REQUIRED WORK: Omit the pictures while printing every entry below exactly as given.

=-=-=-=-=

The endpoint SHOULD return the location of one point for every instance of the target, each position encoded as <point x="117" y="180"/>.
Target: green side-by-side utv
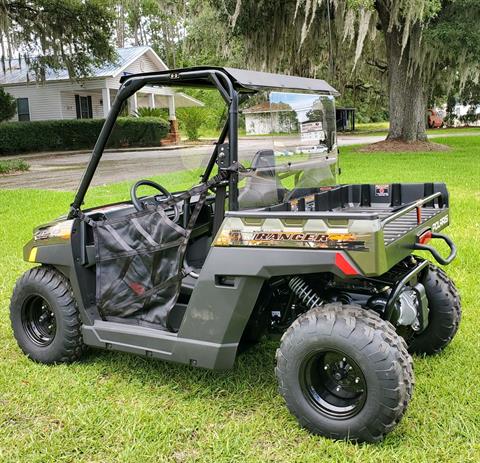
<point x="266" y="242"/>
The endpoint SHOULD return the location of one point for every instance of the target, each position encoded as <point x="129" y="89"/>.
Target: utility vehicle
<point x="267" y="242"/>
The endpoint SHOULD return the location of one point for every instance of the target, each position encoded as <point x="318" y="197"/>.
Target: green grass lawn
<point x="381" y="128"/>
<point x="113" y="407"/>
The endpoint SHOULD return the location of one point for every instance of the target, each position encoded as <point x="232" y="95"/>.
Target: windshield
<point x="163" y="134"/>
<point x="288" y="147"/>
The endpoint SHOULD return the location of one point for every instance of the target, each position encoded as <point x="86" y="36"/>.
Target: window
<point x="83" y="105"/>
<point x="23" y="109"/>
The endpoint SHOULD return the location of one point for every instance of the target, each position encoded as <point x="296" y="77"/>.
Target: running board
<point x="159" y="344"/>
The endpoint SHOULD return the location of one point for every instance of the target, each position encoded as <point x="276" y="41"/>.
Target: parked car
<point x="435" y="118"/>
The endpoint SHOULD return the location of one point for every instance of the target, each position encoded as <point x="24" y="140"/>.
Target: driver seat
<point x="262" y="187"/>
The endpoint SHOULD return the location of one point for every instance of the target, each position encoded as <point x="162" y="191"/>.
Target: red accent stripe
<point x="345" y="266"/>
<point x="419" y="215"/>
<point x="425" y="237"/>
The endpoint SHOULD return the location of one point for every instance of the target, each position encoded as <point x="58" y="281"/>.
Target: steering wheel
<point x="138" y="203"/>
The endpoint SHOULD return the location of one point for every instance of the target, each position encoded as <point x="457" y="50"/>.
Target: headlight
<point x="60" y="230"/>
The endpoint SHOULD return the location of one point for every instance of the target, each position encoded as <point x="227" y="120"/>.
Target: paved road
<point x="64" y="171"/>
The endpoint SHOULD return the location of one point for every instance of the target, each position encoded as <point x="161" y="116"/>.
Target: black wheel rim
<point x="333" y="383"/>
<point x="38" y="321"/>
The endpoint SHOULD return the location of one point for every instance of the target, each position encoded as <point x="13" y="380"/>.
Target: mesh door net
<point x="139" y="260"/>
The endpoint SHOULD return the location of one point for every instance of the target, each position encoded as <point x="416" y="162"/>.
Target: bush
<point x="8" y="106"/>
<point x="14" y="165"/>
<point x="58" y="135"/>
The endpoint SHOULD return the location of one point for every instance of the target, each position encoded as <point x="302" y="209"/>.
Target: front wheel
<point x="344" y="373"/>
<point x="444" y="315"/>
<point x="44" y="317"/>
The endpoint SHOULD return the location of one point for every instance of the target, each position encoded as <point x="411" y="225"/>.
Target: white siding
<point x="43" y="101"/>
<point x="56" y="100"/>
<point x="69" y="110"/>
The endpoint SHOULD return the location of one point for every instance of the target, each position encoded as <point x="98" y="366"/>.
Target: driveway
<point x="63" y="171"/>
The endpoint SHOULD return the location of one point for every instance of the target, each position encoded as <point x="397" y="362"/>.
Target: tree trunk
<point x="407" y="100"/>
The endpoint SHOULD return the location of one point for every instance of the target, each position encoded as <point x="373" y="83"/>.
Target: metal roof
<point x="242" y="80"/>
<point x="20" y="73"/>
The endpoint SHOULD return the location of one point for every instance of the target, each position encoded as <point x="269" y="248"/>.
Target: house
<point x="60" y="97"/>
<point x="266" y="117"/>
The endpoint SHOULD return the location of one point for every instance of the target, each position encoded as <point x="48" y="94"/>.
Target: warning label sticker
<point x="382" y="190"/>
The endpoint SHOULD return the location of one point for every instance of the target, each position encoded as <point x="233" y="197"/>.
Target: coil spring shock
<point x="304" y="292"/>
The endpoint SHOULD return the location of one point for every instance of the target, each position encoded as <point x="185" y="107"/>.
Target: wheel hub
<point x="38" y="321"/>
<point x="334" y="384"/>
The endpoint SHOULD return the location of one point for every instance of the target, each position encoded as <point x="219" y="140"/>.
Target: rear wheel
<point x="344" y="373"/>
<point x="44" y="317"/>
<point x="444" y="316"/>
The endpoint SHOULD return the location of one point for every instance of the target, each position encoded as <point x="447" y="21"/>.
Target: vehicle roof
<point x="243" y="80"/>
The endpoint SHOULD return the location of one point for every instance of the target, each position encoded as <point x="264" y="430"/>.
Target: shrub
<point x="58" y="135"/>
<point x="8" y="106"/>
<point x="14" y="165"/>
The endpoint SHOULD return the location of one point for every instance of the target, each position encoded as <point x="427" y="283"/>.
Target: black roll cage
<point x="212" y="78"/>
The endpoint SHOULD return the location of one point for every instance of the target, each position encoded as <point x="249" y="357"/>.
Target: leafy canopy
<point x="56" y="34"/>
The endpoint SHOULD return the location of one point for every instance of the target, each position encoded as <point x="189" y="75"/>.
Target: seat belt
<point x="219" y="213"/>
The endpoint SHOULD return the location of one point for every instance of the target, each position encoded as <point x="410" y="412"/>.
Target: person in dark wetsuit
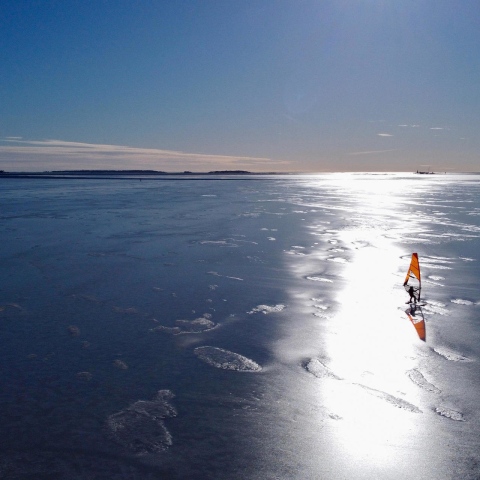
<point x="412" y="295"/>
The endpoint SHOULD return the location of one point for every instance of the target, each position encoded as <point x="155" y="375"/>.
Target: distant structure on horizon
<point x="425" y="170"/>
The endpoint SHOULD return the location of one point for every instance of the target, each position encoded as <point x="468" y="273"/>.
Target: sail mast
<point x="414" y="271"/>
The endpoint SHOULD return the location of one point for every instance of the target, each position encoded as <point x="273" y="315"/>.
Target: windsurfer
<point x="411" y="292"/>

=-=-=-=-=

ANSWER BELOW:
The endpoint SHOULD return the location of one point for every instance of the target, each position encoded as <point x="117" y="180"/>.
Target: green side-by-side utv
<point x="266" y="242"/>
The endpoint SHOULD return the location of one point for every instance of the target, each position encoded as <point x="129" y="89"/>.
Target: utility vehicle
<point x="267" y="242"/>
The endpoint SHOULD return the location of one point for every instance of the target, each position encoded as <point x="318" y="197"/>.
Target: green grass lawn
<point x="381" y="128"/>
<point x="113" y="407"/>
The endpoint SHOULD return the location of one point for every instance of the target, each position encoded as <point x="232" y="95"/>.
Target: windshield
<point x="163" y="134"/>
<point x="288" y="147"/>
The endpoint SHOULD return the location of one point for every instance of the target, each position encoded as <point x="86" y="36"/>.
Target: window
<point x="83" y="105"/>
<point x="23" y="109"/>
The endpoint SHOULD return the location of one point for every instance of the target, each position encoded as <point x="296" y="77"/>.
Target: running board
<point x="159" y="344"/>
The endpoint SHOULD return the location of one point for every instance of the target, each position encoded as <point x="276" y="41"/>.
Target: parked car
<point x="435" y="118"/>
The endpoint SHOULD return the location of one point for every instance of the target, each position encoded as <point x="24" y="140"/>.
Target: driver seat
<point x="262" y="187"/>
The endpoint SHOULD return the location of one point for every instance of the target, each position encoded as <point x="162" y="191"/>.
Target: red accent stripe
<point x="345" y="266"/>
<point x="419" y="215"/>
<point x="425" y="237"/>
The endpoint SHOULD return the location of one point for every instance of the target, each position encoded as <point x="58" y="281"/>.
Target: steering wheel
<point x="138" y="203"/>
The endpoint SHOULD return the location of one point for every instance of the target, each position encoded as <point x="457" y="50"/>.
Target: headlight
<point x="60" y="230"/>
The endpoint SHOULD return the location of one point for every instance of the target, each position encoded as <point x="227" y="120"/>.
Target: paved road
<point x="64" y="171"/>
The endpoint SHOULD return the location of one point for every instance of the target, each position encoded as <point x="161" y="116"/>.
Target: black wheel rim
<point x="333" y="383"/>
<point x="38" y="321"/>
The endpoint SHOULD return the location of one point for every instance of the target, each position encoded as <point x="13" y="380"/>.
Target: mesh door net
<point x="139" y="260"/>
The endpoint SHOULD return the location of one point for every instance of the target, each position encoded as <point x="416" y="162"/>.
Target: bush
<point x="8" y="106"/>
<point x="14" y="165"/>
<point x="58" y="135"/>
The endpoint SHOULD return the location of one point for every instance of the target, each position encoded as <point x="302" y="209"/>.
Target: front wheel
<point x="344" y="373"/>
<point x="444" y="315"/>
<point x="44" y="317"/>
The endpoint SHOULD return the location of one point for every instance of the target, each position encoded as <point x="411" y="225"/>.
Target: white siding
<point x="43" y="101"/>
<point x="56" y="100"/>
<point x="69" y="110"/>
The endpoint SHOULD return the location of one point for every instance of the target, each position encoded as <point x="98" y="366"/>.
Target: driveway
<point x="63" y="171"/>
The endpoint SHOULD return the location of one point for every instance of the target, each position encoded as <point x="397" y="362"/>.
Target: tree trunk
<point x="407" y="100"/>
The endpoint SHOULD return the location of one point for every instance of the target, each position encoded as <point x="373" y="83"/>.
Target: metal roof
<point x="242" y="80"/>
<point x="20" y="73"/>
The endpoint SHOULD return the location of one point for every instance of the target, each position encoded as <point x="269" y="248"/>.
Target: house
<point x="60" y="97"/>
<point x="266" y="117"/>
The endpoint SHOULD return the location of one point for every instance of the target, each position encoded as <point x="48" y="94"/>.
Target: warning label sticker
<point x="382" y="190"/>
The endpoint SHOULD return the location of one point for every instance of the target, each position encoded as <point x="233" y="197"/>.
Target: coil spring shock
<point x="304" y="292"/>
The endpoint SHOULD return the location of one point for every instance of the target, each position encoded as <point x="185" y="107"/>.
Target: wheel hub
<point x="38" y="321"/>
<point x="334" y="384"/>
The endpoint SHOULD return the location of one point for every instance of the target, each position encoded as <point x="219" y="140"/>.
Target: rear wheel
<point x="344" y="373"/>
<point x="44" y="317"/>
<point x="444" y="316"/>
The endpoint SHOULD return the location of one point for every instance of the target, each position encoded as <point x="447" y="21"/>.
Target: vehicle roof
<point x="243" y="80"/>
The endpoint SHOULD return the location of one point for every instance of the target, each position encoded as <point x="264" y="430"/>.
Target: shrub
<point x="58" y="135"/>
<point x="8" y="106"/>
<point x="14" y="165"/>
The endpoint SHOULD return the location of one point for every instance of the target, each position encoded as <point x="427" y="283"/>.
Target: black roll cage
<point x="212" y="78"/>
The endpoint SHOULD return the location of one point for every instance of the target, each position encoded as <point x="249" y="357"/>.
Target: leafy canopy
<point x="56" y="34"/>
The endpoint SHOULD return the location of one point for every instance of the target, each position encoded as <point x="189" y="75"/>.
Target: seat belt
<point x="219" y="213"/>
The endpoint SHOULD return the location of one point for every instance of the target, each position encoded as <point x="410" y="412"/>.
Target: person in dark wetsuit
<point x="412" y="295"/>
The endpoint SHOULD return the location of one point for every instance of the target, each position encoded as <point x="155" y="375"/>.
Target: distant structure on horizon
<point x="425" y="170"/>
The endpoint SHOULD return the location of one point for every instance of the target, each position encoded as <point x="468" y="273"/>.
Target: sail mast
<point x="414" y="271"/>
The endpoint SHOULD return the location of one point for every instance of the target, each position encoded as <point x="273" y="315"/>.
Target: windsurfer
<point x="411" y="292"/>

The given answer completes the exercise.